== What is being asked ==
After finding the line containing "query | spot the bed" below, please output that line and each following one through the line containing "query | spot the curtain", exactly as written.

########################################

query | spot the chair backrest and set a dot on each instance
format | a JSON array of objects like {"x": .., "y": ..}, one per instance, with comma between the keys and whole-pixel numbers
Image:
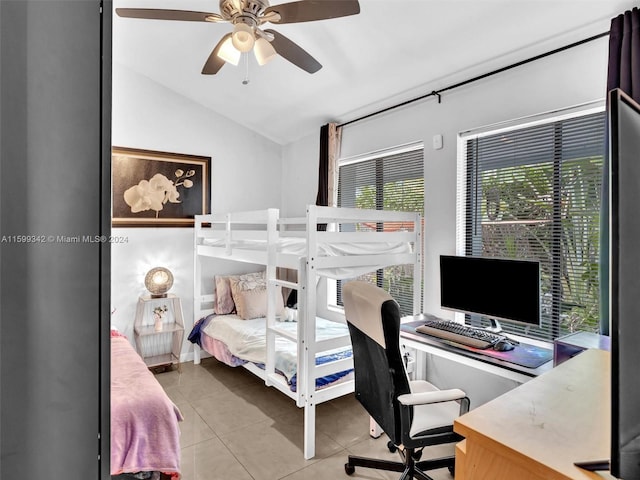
[{"x": 373, "y": 317}]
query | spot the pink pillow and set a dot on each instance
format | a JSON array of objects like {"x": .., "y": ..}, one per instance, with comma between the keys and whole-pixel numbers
[
  {"x": 250, "y": 298},
  {"x": 224, "y": 303}
]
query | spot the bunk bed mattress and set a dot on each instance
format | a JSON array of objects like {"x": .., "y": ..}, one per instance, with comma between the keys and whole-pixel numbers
[
  {"x": 298, "y": 246},
  {"x": 235, "y": 341},
  {"x": 145, "y": 436}
]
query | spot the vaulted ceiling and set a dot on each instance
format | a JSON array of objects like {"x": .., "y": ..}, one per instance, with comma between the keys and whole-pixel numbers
[{"x": 392, "y": 51}]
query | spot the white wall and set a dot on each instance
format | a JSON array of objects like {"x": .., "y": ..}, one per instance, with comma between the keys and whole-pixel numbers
[
  {"x": 565, "y": 79},
  {"x": 246, "y": 175}
]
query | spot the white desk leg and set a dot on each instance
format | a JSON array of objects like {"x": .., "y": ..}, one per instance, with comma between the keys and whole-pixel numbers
[{"x": 374, "y": 429}]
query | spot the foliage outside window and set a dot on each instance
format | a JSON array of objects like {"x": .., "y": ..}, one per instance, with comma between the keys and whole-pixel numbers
[
  {"x": 387, "y": 181},
  {"x": 535, "y": 193}
]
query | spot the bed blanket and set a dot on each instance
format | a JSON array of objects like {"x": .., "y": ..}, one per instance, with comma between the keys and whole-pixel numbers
[
  {"x": 246, "y": 339},
  {"x": 144, "y": 422}
]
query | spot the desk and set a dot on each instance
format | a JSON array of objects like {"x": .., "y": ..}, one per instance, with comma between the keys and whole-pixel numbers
[
  {"x": 426, "y": 344},
  {"x": 537, "y": 430}
]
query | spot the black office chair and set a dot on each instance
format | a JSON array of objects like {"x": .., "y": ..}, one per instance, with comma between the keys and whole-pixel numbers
[{"x": 413, "y": 413}]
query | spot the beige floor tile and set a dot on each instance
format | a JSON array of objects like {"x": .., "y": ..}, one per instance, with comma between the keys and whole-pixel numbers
[
  {"x": 332, "y": 468},
  {"x": 211, "y": 460},
  {"x": 193, "y": 429},
  {"x": 344, "y": 420},
  {"x": 273, "y": 449}
]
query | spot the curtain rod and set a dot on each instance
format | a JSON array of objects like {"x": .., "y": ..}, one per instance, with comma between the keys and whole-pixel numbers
[{"x": 436, "y": 93}]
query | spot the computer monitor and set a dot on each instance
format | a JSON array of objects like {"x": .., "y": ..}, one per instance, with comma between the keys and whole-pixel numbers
[
  {"x": 624, "y": 303},
  {"x": 497, "y": 288}
]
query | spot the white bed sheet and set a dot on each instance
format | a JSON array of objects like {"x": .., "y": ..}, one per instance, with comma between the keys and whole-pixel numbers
[
  {"x": 246, "y": 339},
  {"x": 297, "y": 246}
]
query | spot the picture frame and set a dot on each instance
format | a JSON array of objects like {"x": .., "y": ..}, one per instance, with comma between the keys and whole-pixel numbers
[{"x": 158, "y": 189}]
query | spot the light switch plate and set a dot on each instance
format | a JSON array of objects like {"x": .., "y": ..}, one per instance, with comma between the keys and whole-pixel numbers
[{"x": 437, "y": 142}]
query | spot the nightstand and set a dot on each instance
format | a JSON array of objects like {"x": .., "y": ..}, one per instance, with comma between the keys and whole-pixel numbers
[{"x": 159, "y": 344}]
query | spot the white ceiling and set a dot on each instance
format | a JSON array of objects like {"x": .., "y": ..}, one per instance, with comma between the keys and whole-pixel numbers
[{"x": 392, "y": 51}]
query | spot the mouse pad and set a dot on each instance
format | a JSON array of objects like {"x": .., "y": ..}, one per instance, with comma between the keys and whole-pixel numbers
[{"x": 524, "y": 354}]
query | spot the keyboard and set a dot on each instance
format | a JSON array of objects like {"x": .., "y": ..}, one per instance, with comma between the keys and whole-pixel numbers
[{"x": 459, "y": 333}]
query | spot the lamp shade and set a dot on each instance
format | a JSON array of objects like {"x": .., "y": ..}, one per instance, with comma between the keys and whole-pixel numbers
[
  {"x": 228, "y": 52},
  {"x": 158, "y": 281},
  {"x": 242, "y": 37},
  {"x": 263, "y": 51}
]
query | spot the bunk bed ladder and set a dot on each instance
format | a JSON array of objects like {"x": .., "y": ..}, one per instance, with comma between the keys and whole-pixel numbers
[{"x": 272, "y": 241}]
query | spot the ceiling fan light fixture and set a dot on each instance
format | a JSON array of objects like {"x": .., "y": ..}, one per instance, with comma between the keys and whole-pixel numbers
[
  {"x": 264, "y": 51},
  {"x": 243, "y": 38},
  {"x": 229, "y": 53}
]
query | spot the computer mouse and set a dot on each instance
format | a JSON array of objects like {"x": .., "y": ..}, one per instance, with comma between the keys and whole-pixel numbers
[{"x": 503, "y": 346}]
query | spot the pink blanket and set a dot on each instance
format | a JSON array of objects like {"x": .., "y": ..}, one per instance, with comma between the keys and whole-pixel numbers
[{"x": 144, "y": 421}]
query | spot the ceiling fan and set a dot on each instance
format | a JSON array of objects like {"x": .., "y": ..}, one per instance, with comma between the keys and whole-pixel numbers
[{"x": 247, "y": 16}]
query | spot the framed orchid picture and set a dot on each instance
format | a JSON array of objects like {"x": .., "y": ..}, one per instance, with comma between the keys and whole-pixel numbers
[{"x": 158, "y": 189}]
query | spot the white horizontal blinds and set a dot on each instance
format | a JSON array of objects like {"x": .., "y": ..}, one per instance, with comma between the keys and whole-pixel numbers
[
  {"x": 534, "y": 193},
  {"x": 391, "y": 181}
]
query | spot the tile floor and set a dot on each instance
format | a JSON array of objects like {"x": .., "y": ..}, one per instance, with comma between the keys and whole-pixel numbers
[{"x": 236, "y": 427}]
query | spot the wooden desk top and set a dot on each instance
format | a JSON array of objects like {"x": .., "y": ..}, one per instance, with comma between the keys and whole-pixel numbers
[{"x": 548, "y": 423}]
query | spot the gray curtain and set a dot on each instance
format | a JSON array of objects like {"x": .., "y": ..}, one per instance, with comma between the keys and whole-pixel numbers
[{"x": 624, "y": 73}]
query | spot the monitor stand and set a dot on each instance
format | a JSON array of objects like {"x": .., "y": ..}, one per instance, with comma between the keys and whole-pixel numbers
[
  {"x": 594, "y": 465},
  {"x": 495, "y": 326}
]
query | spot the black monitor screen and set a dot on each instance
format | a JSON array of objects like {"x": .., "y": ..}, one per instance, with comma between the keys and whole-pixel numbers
[
  {"x": 497, "y": 288},
  {"x": 624, "y": 128}
]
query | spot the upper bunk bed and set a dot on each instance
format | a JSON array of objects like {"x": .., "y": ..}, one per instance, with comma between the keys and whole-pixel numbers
[{"x": 327, "y": 243}]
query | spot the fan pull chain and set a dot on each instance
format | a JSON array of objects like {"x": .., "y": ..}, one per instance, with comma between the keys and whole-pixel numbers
[{"x": 246, "y": 72}]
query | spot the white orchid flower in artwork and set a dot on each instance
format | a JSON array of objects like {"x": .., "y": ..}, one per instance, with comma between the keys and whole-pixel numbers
[{"x": 151, "y": 194}]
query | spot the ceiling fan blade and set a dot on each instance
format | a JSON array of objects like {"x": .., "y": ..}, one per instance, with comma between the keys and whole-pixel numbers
[
  {"x": 310, "y": 10},
  {"x": 214, "y": 63},
  {"x": 294, "y": 53},
  {"x": 159, "y": 14}
]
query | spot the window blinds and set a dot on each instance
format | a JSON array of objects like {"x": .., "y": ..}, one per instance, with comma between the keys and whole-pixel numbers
[
  {"x": 534, "y": 193},
  {"x": 389, "y": 181}
]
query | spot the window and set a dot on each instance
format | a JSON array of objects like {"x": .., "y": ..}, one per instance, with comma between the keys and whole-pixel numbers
[
  {"x": 534, "y": 192},
  {"x": 389, "y": 180}
]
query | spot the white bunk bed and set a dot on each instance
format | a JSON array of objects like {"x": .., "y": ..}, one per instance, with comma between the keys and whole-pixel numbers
[{"x": 344, "y": 250}]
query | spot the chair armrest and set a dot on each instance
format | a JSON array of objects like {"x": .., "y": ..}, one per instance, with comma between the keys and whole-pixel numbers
[{"x": 438, "y": 396}]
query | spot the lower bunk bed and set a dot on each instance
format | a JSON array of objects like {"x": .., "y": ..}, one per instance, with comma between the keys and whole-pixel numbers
[
  {"x": 237, "y": 342},
  {"x": 145, "y": 433},
  {"x": 309, "y": 256}
]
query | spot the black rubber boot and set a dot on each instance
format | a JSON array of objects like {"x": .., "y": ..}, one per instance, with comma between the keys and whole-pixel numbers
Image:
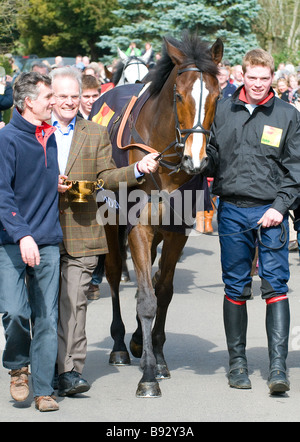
[
  {"x": 235, "y": 322},
  {"x": 278, "y": 325}
]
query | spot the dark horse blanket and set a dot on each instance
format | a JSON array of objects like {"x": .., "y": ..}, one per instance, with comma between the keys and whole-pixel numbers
[{"x": 182, "y": 204}]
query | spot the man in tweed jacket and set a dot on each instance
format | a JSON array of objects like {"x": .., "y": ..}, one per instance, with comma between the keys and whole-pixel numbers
[{"x": 84, "y": 153}]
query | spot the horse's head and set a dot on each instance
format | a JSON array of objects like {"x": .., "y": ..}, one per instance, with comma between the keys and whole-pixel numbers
[
  {"x": 196, "y": 90},
  {"x": 133, "y": 68}
]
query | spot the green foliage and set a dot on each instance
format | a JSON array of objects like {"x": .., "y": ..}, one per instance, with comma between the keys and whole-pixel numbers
[
  {"x": 143, "y": 21},
  {"x": 53, "y": 27}
]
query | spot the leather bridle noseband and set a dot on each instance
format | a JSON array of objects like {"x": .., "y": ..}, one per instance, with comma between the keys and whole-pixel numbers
[{"x": 183, "y": 134}]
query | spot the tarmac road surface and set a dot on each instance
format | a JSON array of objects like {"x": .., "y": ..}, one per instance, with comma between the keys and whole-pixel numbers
[{"x": 195, "y": 350}]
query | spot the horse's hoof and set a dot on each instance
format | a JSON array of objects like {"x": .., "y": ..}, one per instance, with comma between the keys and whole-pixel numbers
[
  {"x": 148, "y": 389},
  {"x": 162, "y": 372},
  {"x": 136, "y": 349},
  {"x": 119, "y": 358},
  {"x": 125, "y": 277}
]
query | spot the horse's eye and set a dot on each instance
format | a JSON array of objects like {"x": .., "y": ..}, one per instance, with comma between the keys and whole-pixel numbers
[{"x": 179, "y": 97}]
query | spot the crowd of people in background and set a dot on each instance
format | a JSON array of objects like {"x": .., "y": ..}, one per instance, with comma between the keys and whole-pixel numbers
[
  {"x": 82, "y": 86},
  {"x": 286, "y": 79}
]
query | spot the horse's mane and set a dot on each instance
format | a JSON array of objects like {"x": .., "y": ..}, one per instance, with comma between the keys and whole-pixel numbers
[
  {"x": 197, "y": 52},
  {"x": 118, "y": 72}
]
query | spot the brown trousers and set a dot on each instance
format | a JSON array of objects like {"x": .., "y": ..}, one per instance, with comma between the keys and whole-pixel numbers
[{"x": 76, "y": 275}]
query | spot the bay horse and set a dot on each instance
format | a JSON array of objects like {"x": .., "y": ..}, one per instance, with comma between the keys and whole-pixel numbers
[
  {"x": 176, "y": 120},
  {"x": 129, "y": 69}
]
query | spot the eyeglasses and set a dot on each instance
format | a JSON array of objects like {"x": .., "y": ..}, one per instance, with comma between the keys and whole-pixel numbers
[{"x": 63, "y": 98}]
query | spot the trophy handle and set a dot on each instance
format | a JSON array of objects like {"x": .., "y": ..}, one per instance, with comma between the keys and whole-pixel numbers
[{"x": 99, "y": 183}]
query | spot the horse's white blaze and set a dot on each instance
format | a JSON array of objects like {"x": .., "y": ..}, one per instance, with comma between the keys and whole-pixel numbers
[{"x": 198, "y": 138}]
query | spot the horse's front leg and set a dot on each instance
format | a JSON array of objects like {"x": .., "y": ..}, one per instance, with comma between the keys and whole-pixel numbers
[
  {"x": 172, "y": 247},
  {"x": 140, "y": 240},
  {"x": 113, "y": 269}
]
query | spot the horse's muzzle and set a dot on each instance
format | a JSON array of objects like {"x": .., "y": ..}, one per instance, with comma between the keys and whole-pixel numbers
[{"x": 187, "y": 165}]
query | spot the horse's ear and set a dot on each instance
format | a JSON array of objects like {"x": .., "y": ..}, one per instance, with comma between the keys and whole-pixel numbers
[
  {"x": 217, "y": 51},
  {"x": 176, "y": 55},
  {"x": 146, "y": 57},
  {"x": 122, "y": 55},
  {"x": 108, "y": 74}
]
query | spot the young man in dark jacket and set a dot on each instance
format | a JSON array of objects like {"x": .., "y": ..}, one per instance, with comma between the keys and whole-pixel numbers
[
  {"x": 254, "y": 157},
  {"x": 30, "y": 234}
]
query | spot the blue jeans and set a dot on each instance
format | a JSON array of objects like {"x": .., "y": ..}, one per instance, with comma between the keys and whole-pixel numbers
[
  {"x": 238, "y": 251},
  {"x": 26, "y": 294}
]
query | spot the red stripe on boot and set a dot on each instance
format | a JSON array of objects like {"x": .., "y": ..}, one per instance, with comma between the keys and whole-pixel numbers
[
  {"x": 235, "y": 302},
  {"x": 275, "y": 299}
]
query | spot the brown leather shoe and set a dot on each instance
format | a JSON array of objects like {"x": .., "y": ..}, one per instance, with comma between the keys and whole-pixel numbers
[
  {"x": 46, "y": 403},
  {"x": 19, "y": 388}
]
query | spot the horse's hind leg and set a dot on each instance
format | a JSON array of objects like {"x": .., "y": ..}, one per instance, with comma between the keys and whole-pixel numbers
[
  {"x": 123, "y": 249},
  {"x": 140, "y": 240},
  {"x": 113, "y": 269},
  {"x": 136, "y": 343},
  {"x": 172, "y": 248}
]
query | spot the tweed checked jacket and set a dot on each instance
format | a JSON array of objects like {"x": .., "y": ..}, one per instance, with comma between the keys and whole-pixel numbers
[{"x": 90, "y": 158}]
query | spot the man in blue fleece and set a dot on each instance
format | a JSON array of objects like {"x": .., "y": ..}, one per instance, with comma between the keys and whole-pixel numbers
[{"x": 30, "y": 234}]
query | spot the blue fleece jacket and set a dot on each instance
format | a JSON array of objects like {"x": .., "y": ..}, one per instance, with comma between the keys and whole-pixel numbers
[{"x": 28, "y": 183}]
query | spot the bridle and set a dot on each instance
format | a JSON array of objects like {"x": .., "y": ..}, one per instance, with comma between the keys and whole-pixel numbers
[{"x": 183, "y": 134}]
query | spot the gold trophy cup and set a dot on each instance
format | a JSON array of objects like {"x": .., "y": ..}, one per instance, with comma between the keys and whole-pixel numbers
[{"x": 80, "y": 190}]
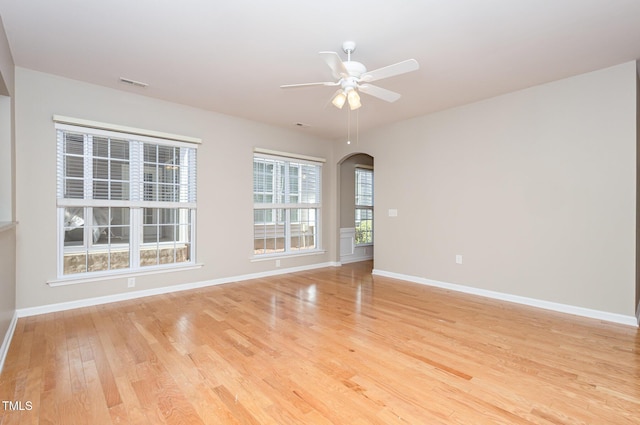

########################################

== Exercise response ==
query | spot the bed blanket and set a dot on each instance
format | a JSON array of objects like {"x": .., "y": ..}, one per instance, with comma between the keys and whole-pixel numbers
[
  {"x": 246, "y": 339},
  {"x": 144, "y": 422}
]
query | spot the desk and set a dot on each instance
format | a JSON array of objects like {"x": .., "y": ..}, one per instance, with comma between the keys and whole-pixel numbers
[
  {"x": 426, "y": 344},
  {"x": 537, "y": 430}
]
query | spot the black office chair and set a dot on each instance
format | a JSON array of objects like {"x": .., "y": ..}, one per instance, with comma between the keys and whole-pixel numbers
[{"x": 413, "y": 413}]
query | spot the beige floor tile and set a dot on each instance
format | a JSON array of objects like {"x": .., "y": ..}, one per instance, with comma between the keys and whole-pixel numbers
[
  {"x": 332, "y": 468},
  {"x": 211, "y": 460},
  {"x": 193, "y": 429},
  {"x": 344, "y": 420},
  {"x": 273, "y": 449}
]
query | spot the curtain rod and set a dot on each instance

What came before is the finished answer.